Work instruction 1
Copy the entries word for word, from their start up to and including the line that contains "376L6 372L80 392L2". Leave out the pictures.

Text block

-------------------------

The first third of “A Disturbance in the Kitchen” sets up a handful uncomfortable bits that seem like they’re going nowhere. When the third act presents some payoffs, they come as more of a relief than a punchline.

It’s absolutely possible for Curb Your Enthusiasm to present a plot line in which Larry is unconcerned about a missing teenage girl and have it work. “Everything is fair game in comedy” is a bit of a tired concept at this point but Curb is one of the few entertainment entities where it seems like a fair truism. The Larry David of Curb Your Enthusiasm is so intense in his misanthropy and just general shittiness that callousness to this extreme degree could theoretically be funny. It just doesn’t quite get there this time around.

I can’t quite pin down exactly why. Maybe it’s because David and Jeff Garlin clearly improv in some bits about missing sunglasses and a Chicago Cubs hat. Later on in the episode Larry tells Elizabeth Banks (Oh Elizabeth Banks is in this by the way, more on her later) that the key to good lying is specificity. The same goes for comedy. And the totems that distract Larry from this missing girl aren’t specific enough.

-------------------------

Work instruction 2
Answer these questions from the episode review:
(a) In which act do some payoffs arrive?
(b) What two items are the subject of bits that David and Jeff Garlin improv?
(c) What does Larry tell Elizabeth Banks is the key to good lying?

-------------------------

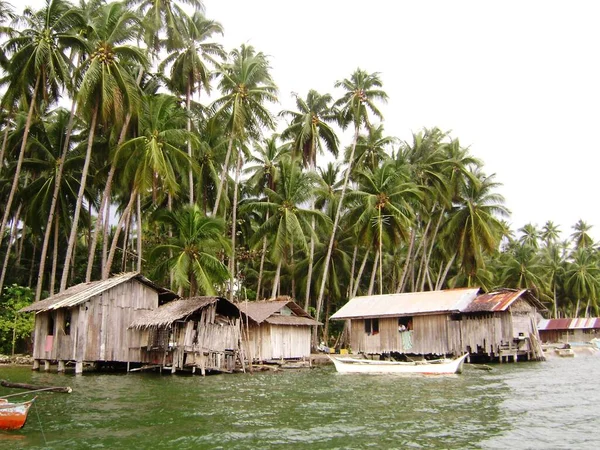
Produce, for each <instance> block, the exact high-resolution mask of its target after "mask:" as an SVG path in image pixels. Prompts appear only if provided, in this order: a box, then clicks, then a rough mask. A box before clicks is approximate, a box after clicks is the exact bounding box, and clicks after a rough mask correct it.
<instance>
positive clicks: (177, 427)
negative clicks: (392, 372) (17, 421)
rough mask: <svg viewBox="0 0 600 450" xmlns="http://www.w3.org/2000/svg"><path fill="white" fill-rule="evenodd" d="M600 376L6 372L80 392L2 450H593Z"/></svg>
mask: <svg viewBox="0 0 600 450" xmlns="http://www.w3.org/2000/svg"><path fill="white" fill-rule="evenodd" d="M598 374H600V356H581V357H580V356H578V357H576V358H574V359H566V358H565V359H559V358H556V359H552V360H549V361H546V362H544V363H518V364H504V365H494V366H493V370H492V371H491V372H486V371H482V370H475V369H473V367H472V366H468V365H467V366H466V367H465V372H464V373H463V374H462V375H456V376H450V377H447V376H445V377H442V376H437V377H431V376H429V377H398V376H389V375H388V376H378V375H364V376H363V375H339V374H337V373H335V371H334V369H333V367H332V366H324V367H319V368H314V369H312V370H305V371H292V372H284V373H264V372H262V373H255V374H253V375H251V374H236V375H215V376H208V377H205V378H202V377H200V376H191V375H175V376H172V375H159V374H149V373H145V374H140V373H136V374H84V375H82V376H75V375H73V374H61V375H59V374H56V373H44V372H39V373H38V372H32V371H31V370H30V369H29V368H14V367H11V368H6V367H0V378H2V379H8V380H10V381H13V382H28V383H32V384H49V385H64V386H71V387H72V388H73V393H72V394H57V393H40V395H39V397H38V401H37V402H36V403H37V405H36V407H35V408H32V409H31V411H30V414H29V419H28V421H27V424H26V425H25V427H24V428H23V429H22V430H20V431H18V432H10V433H9V432H2V431H0V448H7V449H21V448H52V449H62V448H71V449H78V448H99V449H102V448H105V449H113V448H168V449H172V448H178V449H179V448H182V449H185V448H194V449H196V448H225V449H255V448H317V449H321V448H323V449H331V448H340V449H352V448H357V449H358V448H484V449H495V448H501V449H504V448H534V449H538V448H539V449H547V448H565V449H566V448H568V449H572V448H597V435H598V432H600V406H599V405H600V389H598V385H599V383H598ZM11 392H17V391H15V390H9V389H6V388H0V395H6V394H8V393H11Z"/></svg>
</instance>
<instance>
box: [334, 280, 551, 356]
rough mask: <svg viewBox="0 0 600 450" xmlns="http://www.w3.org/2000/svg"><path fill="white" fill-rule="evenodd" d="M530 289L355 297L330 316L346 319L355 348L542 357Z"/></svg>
mask: <svg viewBox="0 0 600 450" xmlns="http://www.w3.org/2000/svg"><path fill="white" fill-rule="evenodd" d="M540 311H546V308H545V307H544V305H543V304H542V303H541V302H540V301H539V300H538V299H537V298H536V297H535V296H534V295H533V294H532V293H531V292H530V291H529V290H512V289H502V290H498V291H495V292H490V293H481V291H480V289H479V288H467V289H449V290H444V291H430V292H415V293H404V294H388V295H371V296H364V297H356V298H353V299H352V300H350V301H349V302H348V303H347V304H346V305H344V306H343V307H342V308H340V309H339V310H338V311H337V312H336V313H335V314H333V315H332V316H331V319H334V320H335V319H338V320H347V321H348V326H349V331H350V347H351V350H352V352H353V353H363V354H366V355H384V354H385V355H397V356H400V355H423V356H430V355H460V354H463V353H465V352H468V353H469V354H470V357H471V359H477V360H481V361H490V360H496V361H500V362H502V361H508V360H509V358H510V359H512V361H517V358H520V359H543V352H542V349H541V346H540V342H539V334H538V331H537V326H536V323H537V315H538V313H539V312H540Z"/></svg>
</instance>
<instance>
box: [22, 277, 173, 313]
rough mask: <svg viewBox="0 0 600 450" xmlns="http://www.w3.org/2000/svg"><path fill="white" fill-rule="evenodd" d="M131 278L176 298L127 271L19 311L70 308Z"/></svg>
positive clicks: (32, 310) (31, 304)
mask: <svg viewBox="0 0 600 450" xmlns="http://www.w3.org/2000/svg"><path fill="white" fill-rule="evenodd" d="M133 279H135V280H137V281H139V282H140V283H142V284H145V285H146V286H149V287H150V288H152V289H154V290H155V291H156V292H158V293H159V295H164V296H167V297H169V298H170V299H173V298H177V294H175V293H174V292H172V291H170V290H168V289H165V288H162V287H160V286H158V285H157V284H155V283H153V282H152V281H150V280H149V279H148V278H146V277H144V276H143V275H140V274H139V273H137V272H127V273H122V274H119V275H116V276H114V277H111V278H109V279H107V280H100V281H91V282H89V283H81V284H77V285H75V286H71V287H70V288H69V289H67V290H65V291H63V292H61V293H59V294H56V295H53V296H52V297H48V298H47V299H45V300H41V301H39V302H35V303H32V304H31V305H29V306H26V307H25V308H23V309H21V310H20V311H19V312H30V311H36V312H42V311H50V310H53V309H60V308H71V307H73V306H76V305H79V304H80V303H84V302H86V301H87V300H89V299H90V298H92V297H94V296H96V295H99V294H101V293H103V292H105V291H107V290H109V289H111V288H113V287H115V286H118V285H119V284H121V283H125V282H127V281H129V280H133Z"/></svg>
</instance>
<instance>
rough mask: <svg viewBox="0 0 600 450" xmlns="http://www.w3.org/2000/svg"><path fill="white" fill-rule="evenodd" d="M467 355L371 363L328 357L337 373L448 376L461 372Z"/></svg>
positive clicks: (333, 357)
mask: <svg viewBox="0 0 600 450" xmlns="http://www.w3.org/2000/svg"><path fill="white" fill-rule="evenodd" d="M467 356H468V353H465V354H464V355H462V356H459V357H458V358H454V359H441V360H436V361H414V362H397V361H372V360H368V359H356V358H339V357H336V356H331V355H329V358H330V359H331V360H332V361H333V364H334V365H335V369H336V370H337V371H338V372H339V373H373V374H386V373H391V374H423V375H427V374H431V375H449V374H455V373H460V372H462V367H463V364H464V362H465V359H466V358H467Z"/></svg>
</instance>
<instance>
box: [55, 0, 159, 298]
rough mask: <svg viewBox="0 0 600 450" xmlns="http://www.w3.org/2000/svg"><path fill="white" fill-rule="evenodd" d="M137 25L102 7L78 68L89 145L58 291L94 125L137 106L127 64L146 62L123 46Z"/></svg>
mask: <svg viewBox="0 0 600 450" xmlns="http://www.w3.org/2000/svg"><path fill="white" fill-rule="evenodd" d="M139 25H140V19H139V18H138V17H137V16H136V15H135V14H133V13H131V12H130V11H127V10H126V9H125V6H124V5H123V4H121V3H111V4H108V5H104V6H102V7H101V8H99V10H98V13H97V16H96V17H94V23H93V27H94V28H93V33H92V36H90V42H89V47H90V54H89V56H88V57H87V58H86V59H85V60H84V61H83V63H82V65H81V67H80V69H79V70H80V71H82V72H83V78H82V80H81V84H80V86H79V94H78V98H77V103H78V105H79V109H80V111H82V112H84V113H86V114H88V115H89V119H90V126H89V133H88V143H87V150H86V157H85V162H84V166H83V171H82V174H81V184H80V189H79V195H78V199H77V205H76V207H75V212H74V215H73V224H72V226H71V233H70V235H69V242H68V246H67V254H66V257H65V264H64V266H63V273H62V278H61V282H60V290H61V292H62V291H63V290H65V289H66V287H67V280H68V276H69V268H70V261H71V256H72V254H73V249H74V246H75V240H76V237H77V227H78V222H79V215H80V212H81V205H82V202H83V193H84V189H85V186H86V179H87V175H88V169H89V164H90V161H91V156H92V146H93V143H94V136H95V131H96V126H97V123H98V122H100V123H103V124H106V123H108V122H109V121H110V122H112V124H113V125H119V124H121V123H122V122H123V120H124V118H125V115H126V114H127V111H129V110H131V109H132V108H133V107H134V105H136V104H137V103H139V91H138V87H137V84H136V83H135V80H134V79H133V76H132V74H131V72H130V71H129V67H130V66H129V65H130V64H134V65H136V64H137V65H142V66H145V65H146V64H147V60H146V57H145V55H144V54H143V52H142V51H141V50H140V49H139V48H136V47H132V46H129V45H123V44H124V43H125V42H129V41H130V40H131V39H133V38H134V37H135V36H136V34H137V32H138V27H139Z"/></svg>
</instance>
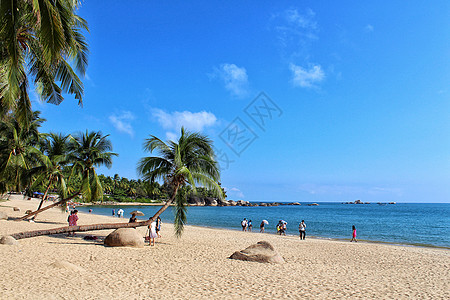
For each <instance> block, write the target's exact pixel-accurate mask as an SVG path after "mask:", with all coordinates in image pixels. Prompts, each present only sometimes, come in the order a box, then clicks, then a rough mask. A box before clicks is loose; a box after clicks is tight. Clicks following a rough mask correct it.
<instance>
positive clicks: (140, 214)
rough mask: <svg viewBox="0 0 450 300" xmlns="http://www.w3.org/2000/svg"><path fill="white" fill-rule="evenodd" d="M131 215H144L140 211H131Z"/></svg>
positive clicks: (136, 215) (140, 215) (141, 211)
mask: <svg viewBox="0 0 450 300" xmlns="http://www.w3.org/2000/svg"><path fill="white" fill-rule="evenodd" d="M130 214H131V215H136V216H141V217H142V216H145V215H144V213H143V212H142V211H140V210H133V211H132V212H130Z"/></svg>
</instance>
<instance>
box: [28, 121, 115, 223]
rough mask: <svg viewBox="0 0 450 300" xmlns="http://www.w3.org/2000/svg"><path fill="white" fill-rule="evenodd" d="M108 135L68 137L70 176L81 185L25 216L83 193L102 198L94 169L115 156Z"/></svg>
mask: <svg viewBox="0 0 450 300" xmlns="http://www.w3.org/2000/svg"><path fill="white" fill-rule="evenodd" d="M108 136H109V135H105V136H103V135H102V133H101V132H94V131H92V132H88V131H87V130H86V133H78V134H76V135H75V136H74V137H73V136H71V137H70V143H69V155H68V161H70V162H71V163H72V166H71V176H77V177H78V178H79V179H80V180H81V187H80V189H79V190H78V191H76V192H75V193H74V194H72V195H71V196H69V197H68V198H65V199H62V200H60V201H58V202H56V203H54V204H51V205H49V206H46V207H44V208H41V209H39V210H37V211H34V212H32V213H30V214H28V215H27V216H26V218H29V217H31V216H33V215H36V214H38V213H41V212H42V211H45V210H47V209H50V208H52V207H55V206H57V205H63V204H65V203H66V202H68V201H70V200H72V199H73V198H75V197H77V196H78V195H83V197H84V199H85V200H87V201H89V202H90V201H94V200H101V199H103V188H102V185H101V183H100V179H99V178H98V176H97V173H96V171H95V168H96V167H99V166H106V167H108V168H110V167H111V165H112V157H113V156H117V154H116V153H113V152H110V150H112V144H111V141H110V140H108Z"/></svg>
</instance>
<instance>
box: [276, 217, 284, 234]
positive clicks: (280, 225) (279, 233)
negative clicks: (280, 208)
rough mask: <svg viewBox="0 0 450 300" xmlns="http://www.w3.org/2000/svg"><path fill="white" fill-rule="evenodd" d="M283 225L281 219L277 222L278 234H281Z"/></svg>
mask: <svg viewBox="0 0 450 300" xmlns="http://www.w3.org/2000/svg"><path fill="white" fill-rule="evenodd" d="M282 226H283V223H281V220H280V221H278V224H277V234H279V235H281V227H282Z"/></svg>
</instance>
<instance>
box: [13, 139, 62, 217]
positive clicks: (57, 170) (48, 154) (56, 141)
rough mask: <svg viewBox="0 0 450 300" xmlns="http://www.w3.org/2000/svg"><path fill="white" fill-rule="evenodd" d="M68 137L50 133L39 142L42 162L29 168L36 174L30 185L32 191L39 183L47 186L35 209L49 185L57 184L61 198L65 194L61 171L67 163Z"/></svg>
mask: <svg viewBox="0 0 450 300" xmlns="http://www.w3.org/2000/svg"><path fill="white" fill-rule="evenodd" d="M68 139H69V136H68V135H63V134H56V133H50V134H49V135H48V136H47V137H46V138H45V139H44V140H43V141H42V143H41V151H42V152H43V153H44V154H45V156H43V161H42V164H41V165H39V166H37V167H35V168H33V169H31V170H30V173H31V174H33V175H34V174H37V178H36V180H35V181H34V182H33V184H32V186H31V187H30V190H31V191H34V190H35V189H36V187H37V186H39V185H40V184H42V183H44V182H46V183H47V188H46V189H45V192H44V195H43V197H42V200H41V201H40V203H39V206H38V208H37V210H39V209H41V207H42V204H43V203H44V201H45V199H46V198H47V195H48V191H49V189H50V187H51V186H55V185H56V186H57V189H58V192H59V197H60V198H61V199H64V198H65V197H66V196H67V188H66V181H65V178H64V172H63V171H64V167H65V166H66V165H67V164H68ZM36 216H37V214H35V215H34V217H33V219H35V218H36ZM27 217H28V215H25V216H23V217H22V218H20V219H19V220H23V219H26V218H27Z"/></svg>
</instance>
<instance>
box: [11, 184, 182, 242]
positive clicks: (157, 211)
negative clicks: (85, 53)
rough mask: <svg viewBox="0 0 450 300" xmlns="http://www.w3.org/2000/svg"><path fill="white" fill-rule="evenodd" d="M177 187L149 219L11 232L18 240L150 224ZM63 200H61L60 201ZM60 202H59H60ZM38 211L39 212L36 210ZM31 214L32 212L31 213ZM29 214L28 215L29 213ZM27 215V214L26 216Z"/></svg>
mask: <svg viewBox="0 0 450 300" xmlns="http://www.w3.org/2000/svg"><path fill="white" fill-rule="evenodd" d="M176 192H177V189H175V192H174V194H173V195H172V198H170V200H168V201H167V202H166V204H164V206H163V207H161V208H160V209H159V210H158V211H157V212H156V214H155V215H154V216H153V217H151V218H150V219H148V220H147V221H141V222H134V223H110V224H93V225H81V226H66V227H60V228H55V229H47V230H35V231H25V232H19V233H15V234H11V236H12V237H13V238H15V239H16V240H19V239H25V238H30V237H36V236H41V235H52V234H61V233H68V232H82V231H95V230H105V229H119V228H130V227H132V228H135V227H141V226H149V225H150V224H151V223H152V222H154V221H155V220H156V219H157V218H158V217H159V216H160V215H161V214H162V213H163V212H164V211H165V210H166V209H167V208H168V207H169V206H170V204H172V202H173V200H174V199H175V196H176ZM60 202H61V201H60ZM60 202H58V203H60ZM58 203H55V204H52V205H50V206H52V207H54V206H56V205H58ZM50 206H47V207H44V208H43V209H48V208H49V207H50ZM34 213H37V212H34ZM30 215H31V214H30ZM27 216H28V215H27ZM25 217H26V216H25Z"/></svg>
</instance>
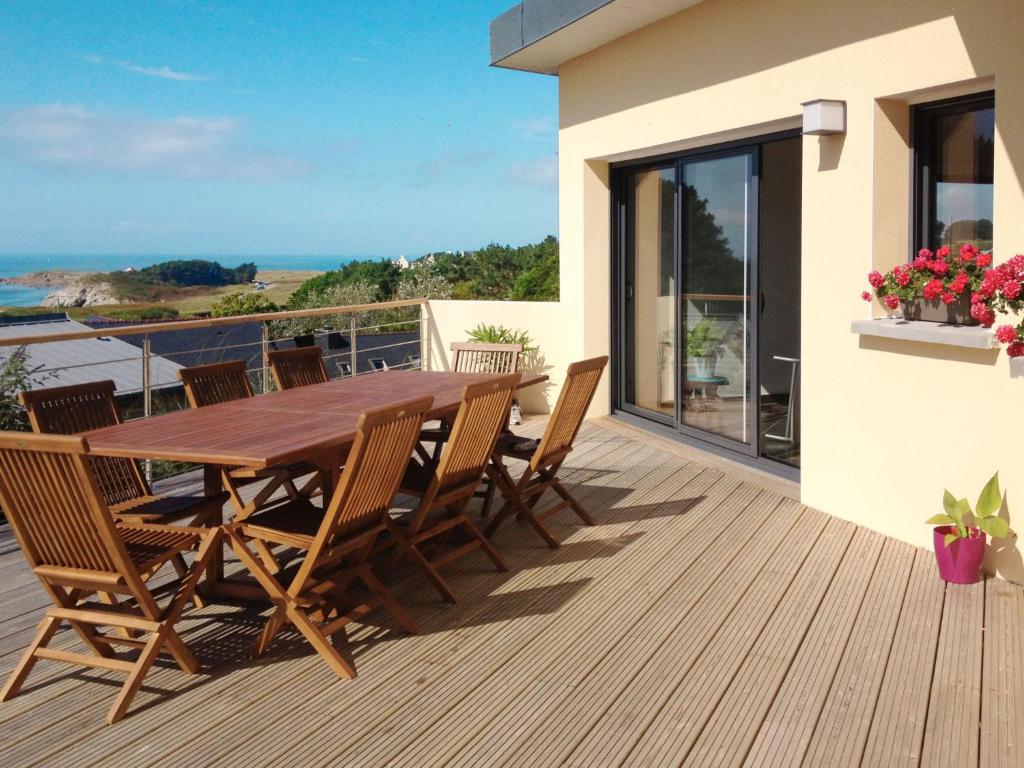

-------------------------

Written reply 1
Produce, for each <instance> block, the exact high-resolution mask of its target after "mask:" as an SVG path in image pixels. Prompts appear only if provided, in this order: a box, then clicks, then a rough mask. A box before clicks is approximate, a box after clicks is the exact bounding box, and clicks after a rough mask correct it.
<instance>
positive clicks: (177, 427)
negative clicks: (392, 372) (17, 421)
rough mask: <svg viewBox="0 0 600 450" xmlns="http://www.w3.org/2000/svg"><path fill="white" fill-rule="evenodd" d="M600 376L6 372L80 392L2 450H593Z"/></svg>

Written reply 2
(a) The third act.
(b) Missing sunglasses and a Chicago Cubs hat.
(c) Specificity.